» **TO DO**:
Starting at the line containing "Provide the mask of every instance of the leafless" and ending at the last line of the items, write out every line again in full, shifting each pixel coordinate in the answers by -106.

» **RECORDS FOR PROCESSING**:

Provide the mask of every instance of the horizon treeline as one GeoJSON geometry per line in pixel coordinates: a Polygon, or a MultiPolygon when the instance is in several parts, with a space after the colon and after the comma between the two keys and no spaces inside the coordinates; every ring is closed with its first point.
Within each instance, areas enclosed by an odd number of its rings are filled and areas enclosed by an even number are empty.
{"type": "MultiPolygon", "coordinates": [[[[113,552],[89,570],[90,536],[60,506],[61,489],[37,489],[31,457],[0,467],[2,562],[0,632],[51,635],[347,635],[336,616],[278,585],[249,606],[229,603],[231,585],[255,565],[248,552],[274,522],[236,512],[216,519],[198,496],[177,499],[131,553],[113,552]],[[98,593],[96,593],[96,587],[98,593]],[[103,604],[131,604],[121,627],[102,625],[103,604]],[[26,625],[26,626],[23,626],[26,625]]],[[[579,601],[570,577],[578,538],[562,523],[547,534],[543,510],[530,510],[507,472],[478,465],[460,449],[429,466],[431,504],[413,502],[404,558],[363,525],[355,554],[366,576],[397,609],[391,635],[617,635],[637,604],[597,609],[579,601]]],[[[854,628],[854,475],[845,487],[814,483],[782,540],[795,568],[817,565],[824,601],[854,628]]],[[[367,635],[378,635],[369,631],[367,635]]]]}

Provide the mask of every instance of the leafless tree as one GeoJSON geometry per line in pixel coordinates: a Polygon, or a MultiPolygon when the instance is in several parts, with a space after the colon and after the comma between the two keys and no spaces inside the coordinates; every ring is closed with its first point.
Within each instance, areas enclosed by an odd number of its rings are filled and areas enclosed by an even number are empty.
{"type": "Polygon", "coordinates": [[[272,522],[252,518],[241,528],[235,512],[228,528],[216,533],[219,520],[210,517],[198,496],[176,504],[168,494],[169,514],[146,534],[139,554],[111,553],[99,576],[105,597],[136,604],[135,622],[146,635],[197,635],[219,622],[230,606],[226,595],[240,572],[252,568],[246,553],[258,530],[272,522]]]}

» **REPLY**:
Provide the mask of every instance of the leafless tree as one GeoJSON geometry per line in pixel coordinates: a Polygon, or a MultiPolygon when the instance is in several parts, with a space after the colon and after the comma between the two keys and no spaces inside the coordinates; every ring is closed with its first point.
Within each instance, areas enclosed by an odd number of its rings are filled and areas enclosed by an even number are empty.
{"type": "Polygon", "coordinates": [[[166,416],[146,412],[135,422],[129,406],[122,422],[110,427],[113,414],[104,411],[92,390],[70,398],[62,388],[63,408],[40,428],[33,448],[5,447],[-7,470],[-1,491],[30,498],[29,516],[40,529],[91,529],[113,516],[124,500],[120,489],[134,466],[146,462],[140,447],[152,424],[166,416]]]}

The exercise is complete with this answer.